### INSTRUCTIONS FOR THE TASK
Copy every line of the data below, adding 117 to each x and y coordinate value.
··· SUPPLIED MATERIAL ···
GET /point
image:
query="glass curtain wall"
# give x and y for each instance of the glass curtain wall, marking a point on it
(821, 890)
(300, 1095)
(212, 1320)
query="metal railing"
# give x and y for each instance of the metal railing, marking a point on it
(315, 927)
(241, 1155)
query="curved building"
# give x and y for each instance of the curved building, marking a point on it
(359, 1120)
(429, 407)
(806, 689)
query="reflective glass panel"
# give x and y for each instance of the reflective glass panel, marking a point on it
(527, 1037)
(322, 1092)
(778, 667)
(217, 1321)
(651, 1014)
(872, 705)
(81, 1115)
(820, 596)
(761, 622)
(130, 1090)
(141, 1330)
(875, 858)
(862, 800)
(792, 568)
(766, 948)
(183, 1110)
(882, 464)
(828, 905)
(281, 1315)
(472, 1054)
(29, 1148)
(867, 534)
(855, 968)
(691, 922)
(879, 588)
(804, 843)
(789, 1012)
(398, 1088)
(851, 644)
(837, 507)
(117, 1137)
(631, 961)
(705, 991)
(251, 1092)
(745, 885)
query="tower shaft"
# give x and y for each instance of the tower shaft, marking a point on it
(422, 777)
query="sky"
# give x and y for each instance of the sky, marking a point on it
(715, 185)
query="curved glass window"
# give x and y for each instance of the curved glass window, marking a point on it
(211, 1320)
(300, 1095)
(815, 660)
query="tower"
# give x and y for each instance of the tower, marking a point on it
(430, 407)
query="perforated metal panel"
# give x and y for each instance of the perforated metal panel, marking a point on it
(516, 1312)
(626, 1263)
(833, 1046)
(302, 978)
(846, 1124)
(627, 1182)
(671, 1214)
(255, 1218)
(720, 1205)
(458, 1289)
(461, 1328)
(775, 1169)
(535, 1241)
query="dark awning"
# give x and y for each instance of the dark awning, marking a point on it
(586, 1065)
···
### RESPONSE TO THE TASK
GET /point
image:
query="glass curtain wall"
# give x and y for each instance of the glass curtain wall, marking a point on it
(938, 1007)
(417, 1212)
(329, 1437)
query="metal railing"
# give x and y for each instance of the metal railing, marking a point on it
(432, 1044)
(358, 1272)
query="curved building"
# give x and y for each instance of the curved building, marking a point on it
(476, 1237)
(546, 524)
(923, 806)
query="reflective glass panel"
# give x and y for each instance of the reflective glass panel, marking a point on it
(644, 1154)
(439, 1209)
(895, 784)
(334, 1438)
(768, 1131)
(989, 822)
(198, 1232)
(937, 713)
(878, 739)
(247, 1207)
(258, 1447)
(992, 975)
(979, 917)
(909, 685)
(883, 1065)
(300, 1227)
(999, 581)
(945, 1022)
(398, 1432)
(589, 1171)
(146, 1265)
(984, 651)
(972, 1085)
(808, 1039)
(996, 705)
(921, 960)
(906, 1129)
(515, 1205)
(968, 761)
(954, 624)
(234, 1254)
(748, 1078)
(822, 1108)
(368, 1209)
(862, 1002)
query="tower shaft"
# give x and y for each instance of the tower shaft, marking a point on it
(539, 894)
query="sky"
# give x and y for each instance of the sky, marking a point on it
(832, 302)
query="curved glass window"
# give x and y for each instance of the curved glass window, marking a point on it
(328, 1437)
(417, 1212)
(932, 777)
query="tower"
# give x and y for each instance of the tower, marking a point on it
(547, 524)
query="perforated metal panel"
# give x and y for each instance of the perforated metal panel, marking a point on it
(633, 1429)
(743, 1380)
(950, 1163)
(419, 1095)
(963, 1241)
(744, 1299)
(788, 1331)
(372, 1335)
(837, 1322)
(575, 1406)
(578, 1445)
(892, 1286)
(652, 1358)
query="dark awning"
# give x and y for each instance of the dark awning, marking a point on it
(703, 1182)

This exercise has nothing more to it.